— begin Information shown —

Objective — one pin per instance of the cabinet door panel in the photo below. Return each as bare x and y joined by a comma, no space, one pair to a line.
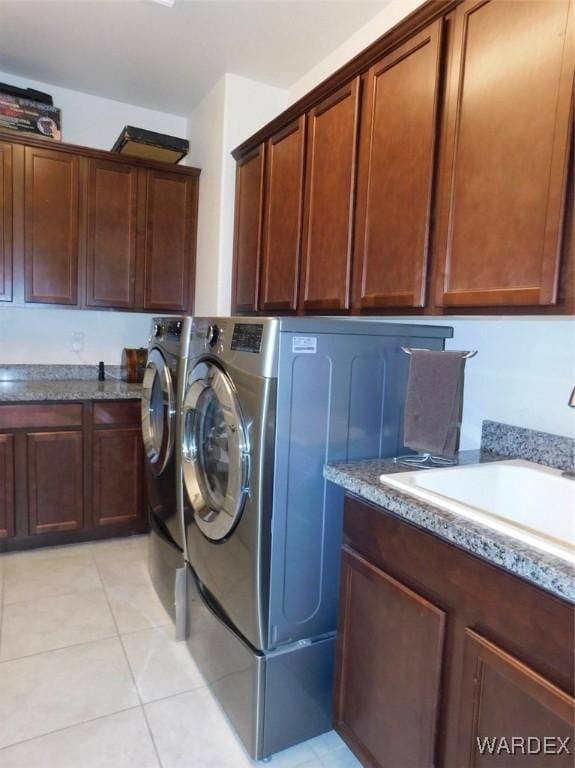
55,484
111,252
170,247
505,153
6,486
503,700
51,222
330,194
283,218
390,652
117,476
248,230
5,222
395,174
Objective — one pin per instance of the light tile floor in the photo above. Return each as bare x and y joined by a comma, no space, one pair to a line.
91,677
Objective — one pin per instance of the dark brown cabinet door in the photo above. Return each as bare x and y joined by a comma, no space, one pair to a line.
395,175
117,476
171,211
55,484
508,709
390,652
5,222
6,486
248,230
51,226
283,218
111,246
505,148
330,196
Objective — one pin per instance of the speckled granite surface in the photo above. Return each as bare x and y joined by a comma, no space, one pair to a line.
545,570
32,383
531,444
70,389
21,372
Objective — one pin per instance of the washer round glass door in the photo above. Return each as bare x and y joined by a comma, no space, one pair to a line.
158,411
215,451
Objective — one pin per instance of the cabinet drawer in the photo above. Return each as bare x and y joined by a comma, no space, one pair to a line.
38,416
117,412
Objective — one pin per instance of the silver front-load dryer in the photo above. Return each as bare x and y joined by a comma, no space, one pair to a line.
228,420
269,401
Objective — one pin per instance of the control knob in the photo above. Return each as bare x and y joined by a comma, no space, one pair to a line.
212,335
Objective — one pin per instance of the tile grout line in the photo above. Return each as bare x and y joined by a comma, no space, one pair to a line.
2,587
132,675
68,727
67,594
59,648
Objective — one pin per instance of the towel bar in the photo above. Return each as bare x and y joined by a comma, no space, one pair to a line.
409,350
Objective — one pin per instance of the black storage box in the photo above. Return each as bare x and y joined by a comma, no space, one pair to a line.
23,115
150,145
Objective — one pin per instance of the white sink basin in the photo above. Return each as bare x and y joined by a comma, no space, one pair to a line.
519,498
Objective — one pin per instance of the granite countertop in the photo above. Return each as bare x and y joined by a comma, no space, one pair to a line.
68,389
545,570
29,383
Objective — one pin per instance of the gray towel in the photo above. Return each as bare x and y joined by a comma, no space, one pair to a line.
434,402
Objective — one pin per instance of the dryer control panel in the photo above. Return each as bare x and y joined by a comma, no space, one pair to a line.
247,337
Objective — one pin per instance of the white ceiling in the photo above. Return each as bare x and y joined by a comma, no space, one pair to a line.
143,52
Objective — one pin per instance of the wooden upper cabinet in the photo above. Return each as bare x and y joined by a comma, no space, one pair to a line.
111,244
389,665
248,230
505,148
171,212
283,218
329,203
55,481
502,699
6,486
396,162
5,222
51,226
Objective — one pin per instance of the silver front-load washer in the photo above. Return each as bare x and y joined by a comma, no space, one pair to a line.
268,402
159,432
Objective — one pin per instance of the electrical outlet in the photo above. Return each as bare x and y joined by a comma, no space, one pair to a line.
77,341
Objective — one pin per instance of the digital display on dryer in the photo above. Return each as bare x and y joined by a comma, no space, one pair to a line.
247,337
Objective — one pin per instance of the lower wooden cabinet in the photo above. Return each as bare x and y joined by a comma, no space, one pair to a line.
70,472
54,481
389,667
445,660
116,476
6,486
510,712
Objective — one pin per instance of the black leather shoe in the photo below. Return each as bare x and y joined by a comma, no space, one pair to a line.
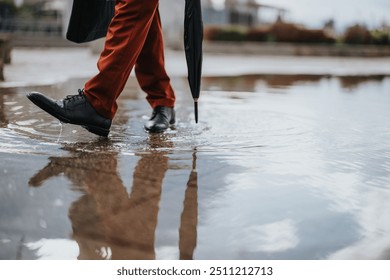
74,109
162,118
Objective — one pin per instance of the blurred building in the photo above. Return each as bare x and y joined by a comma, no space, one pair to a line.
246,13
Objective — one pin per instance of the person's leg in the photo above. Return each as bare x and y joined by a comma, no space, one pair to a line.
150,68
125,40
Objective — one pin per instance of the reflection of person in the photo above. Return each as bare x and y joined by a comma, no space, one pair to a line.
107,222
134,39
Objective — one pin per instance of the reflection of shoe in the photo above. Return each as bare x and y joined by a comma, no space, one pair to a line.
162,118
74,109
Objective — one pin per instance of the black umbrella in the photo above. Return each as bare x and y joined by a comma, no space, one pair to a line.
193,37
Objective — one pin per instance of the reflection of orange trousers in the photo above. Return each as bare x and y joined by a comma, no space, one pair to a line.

— end Information shown —

_Your instructions_:
Set every line down exactly as written, leaving each picture out.

_Exercise result_:
Objective — one pin per instance of the cabinet door panel in the photo below. Return each as bare x and y joined by a comma, no space, one pair to a line.
55,484
111,252
170,247
505,153
6,486
503,700
51,222
330,194
283,218
390,652
117,476
248,230
5,222
395,174
Objective — one pin per instance of the light tile floor in the photo above. Return each as bare x and y joined by a comma, no space, one pair to a line.
91,677
Objective — one pin per instance of the dark brown cabinet door in the photo above. Return each as bare x and y joined by a comma, no space, one pair to a line.
395,175
117,476
171,211
55,484
508,709
390,652
5,222
6,486
248,230
51,226
283,218
111,246
505,148
330,196
Objective — one pin per instance of the speckled granite surface in the photo above. Return each as bare x and y joined by a comma, no space, one pair to a line.
545,570
32,383
531,444
70,389
21,372
Objective — one pin per instance of the washer round glass door in the photo above. Return each as bare x and y joined by a comma, no space, one pair to a line.
158,411
215,451
Objective — one pin per instance of the cabinet drawer in the photo above. Return each as bare x and y joined by a comma, no space, one pair to a line.
38,416
117,412
Objective — one pin per instance of the silver front-load dryer in the photo above. Return each as bare x and y joined by a comma, no space, one pair to a line.
228,420
269,401
Objective — one pin per instance of the control knob in the photo above. Return each as bare x and y joined by a comma, no space, one pair to a line.
212,335
Objective — one pin per instance of the tile grout line in the photo above. Return each as bare x and y joined by a comma, no space, one pair to a line.
2,587
132,675
68,727
67,594
59,648
Objective — one pin per instance of the towel bar in the photo above. Return each as bare x and y joined by a comma, no space, one pair to a line.
409,350
Objective — one pin per instance of the black storage box in the photo above. Return each as bare x and y joined by a comma, no space, one pair to a line.
23,115
150,145
Objective — one pin per instance of the white sink basin in the photo above. Return each as bare x and y joined by a comma, no space, one pair to a line.
519,498
Objective — one pin per instance of the granite countertop in the photo above. Return each as bare x and y joined by a comma, no space, one pair to a line.
68,389
545,570
29,383
Objective — one pin per instance of the gray towel in the photo above. Return each as bare x and y joined by a comma, no space, one pair to a line.
434,402
Objective — one pin per instance of the dryer control panel in the photo above. Return each as bare x and y joined by a comma, no space, one pair to a line.
247,337
Objective — one pin per instance of the white ceiling in the photo above. Return each as bare x and y joined by a comma, no space, one pair to a line.
143,52
Objective — one pin per instance of the wooden upper cabinet in the photo above. Return each as bare x and y joined by a comma, no space, one pair to a line.
111,244
389,665
248,230
505,148
171,212
283,218
329,203
55,481
502,699
6,486
396,162
5,222
51,226
Objective — one pin per instance of the silver front-load washer in the photo above. Return each as bare x and y joined by a comma, no space, one pair to a line.
268,402
159,432
Objective — one pin per instance of the electrical outlet in the photo above. Return each as bare x and y joined by a comma, no space, one pair to a line.
77,341
Objective — one pin per instance of the digital display on dryer in the photo above. Return each as bare x and y joined by a comma, no space, one pair to a line.
247,337
Objective — one pin per instance of the lower wooden cabinet in the photo above. Return each as bare x and y joined by a comma, no space, one pair to a line.
70,472
54,481
389,667
445,660
116,476
6,486
510,712
Objective — one pin per instance of the black leather shoe in the photo below. Return each as bare x and y joined by a comma, no space, one pair to a line.
74,109
162,118
Objective — one pin per instance of the blurred building in the photo above. Return each as bare x and y joined by a comma, no space, one pair to a line.
246,13
Objective — one pin per instance of the person's leg in the photo above. Return each as bare x and y joined by a comma, no space, one pair to a line.
150,68
125,40
Objective — one pin per instance of the reflection of person in the photo above. Return each as bare x and y joined by a comma, no space, one pair to a line.
107,222
134,39
Objective — one pin per instance of the reflection of shoe in the photo above. Return each as bare x and y joined by a comma, no space, one pair to a line.
162,118
74,109
Objective — one pin per instance of the black umbrella in the photo above. Return each as bare x and y joined by a comma, no space, one pair to a line.
193,37
Objective — one pin per instance of the reflection of orange trousers in the photo above. Return each as bare x and y joined by a comma, no space, one pair to a line.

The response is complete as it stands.